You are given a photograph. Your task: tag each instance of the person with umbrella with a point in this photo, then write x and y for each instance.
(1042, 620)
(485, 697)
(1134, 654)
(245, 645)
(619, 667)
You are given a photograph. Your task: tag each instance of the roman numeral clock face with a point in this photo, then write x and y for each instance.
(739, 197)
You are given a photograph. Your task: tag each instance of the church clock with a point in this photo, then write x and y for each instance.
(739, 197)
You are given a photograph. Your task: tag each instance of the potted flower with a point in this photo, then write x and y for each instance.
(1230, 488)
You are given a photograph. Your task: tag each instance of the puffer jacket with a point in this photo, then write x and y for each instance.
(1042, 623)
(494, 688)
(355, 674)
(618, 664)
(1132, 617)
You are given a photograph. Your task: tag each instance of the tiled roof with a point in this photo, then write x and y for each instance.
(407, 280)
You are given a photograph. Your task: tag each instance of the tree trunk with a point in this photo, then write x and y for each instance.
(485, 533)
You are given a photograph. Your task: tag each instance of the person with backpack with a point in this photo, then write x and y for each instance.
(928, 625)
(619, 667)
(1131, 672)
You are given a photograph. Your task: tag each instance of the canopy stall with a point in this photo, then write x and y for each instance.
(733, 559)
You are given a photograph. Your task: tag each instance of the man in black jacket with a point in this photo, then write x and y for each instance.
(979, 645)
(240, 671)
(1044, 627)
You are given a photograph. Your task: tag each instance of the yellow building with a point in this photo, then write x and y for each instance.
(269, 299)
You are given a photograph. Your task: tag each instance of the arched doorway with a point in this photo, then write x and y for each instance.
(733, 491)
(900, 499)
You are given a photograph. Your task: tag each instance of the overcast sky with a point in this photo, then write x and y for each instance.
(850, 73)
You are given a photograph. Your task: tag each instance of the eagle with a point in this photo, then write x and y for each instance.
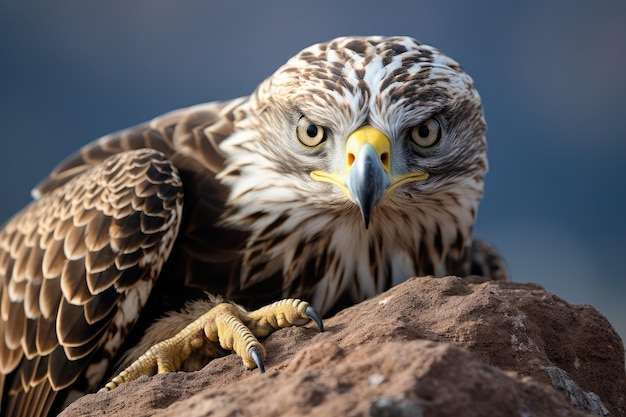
(358, 164)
::::
- _Prompt_
A faithful, word-for-word version of the records above is needed, with no images in it.

- _Answer space_
You are given a photograph. Your task: tag each instance of the person with umbrella with a point in this photo, then write x and y for each instance.
(1042, 620)
(485, 697)
(1134, 654)
(245, 645)
(619, 667)
You are given a photograph. Your task: tag each instance of the roman numeral clock face with a point in this photo, then write x and y for each instance.
(739, 197)
You are given a photograph. Your task: tag each instance of the church clock with a point in this photo, then write x and y for each instance.
(739, 197)
You are given a photograph. Your task: tag each instance of the potted flower with a point in this photo, then write x and y for each instance.
(1230, 488)
You are given a photograph. Your task: tag each instance of the puffer jacket with a point in this photo, then write x and y for each instance.
(1042, 623)
(494, 688)
(355, 674)
(618, 664)
(1132, 617)
You are given a photograph. Your task: tag each instance of the tiled roof with a point in this photo, then write x and y for each instance.
(407, 280)
You are given a photograph. Your task: tag each instance of the tree trunk with a point in this photo, then write x and y for each instance.
(485, 533)
You are given a photograph. Your task: tag each instance of the person with backpack with a point in this photo, then write x and y for each instance.
(928, 625)
(619, 667)
(1131, 672)
You are given a photograph. Your task: tag each instance of the canopy stall with a point in this photo, then write x and y for each instance.
(733, 559)
You are given a photograph. Your task: tag each instance of the man in black jacket with a point in this photo, then write x and y for each instance.
(979, 645)
(240, 671)
(1044, 627)
You are given a photograph. Your task: tag each instance of the yellow building with a point in this photo, then write x and y for each instance.
(269, 299)
You are given a photograph. Your task: tag each instance of the arched doorway with a point in this photo, then write x and y for each instance.
(733, 491)
(900, 499)
You are given a photograph. Your task: tag each instance of the overcast sky with a point in this photo, then write x and y for each instance.
(850, 73)
You are given a photograph. Your task: tag each instance of the eagle with a point in this photo, then write x and y for each instance.
(358, 164)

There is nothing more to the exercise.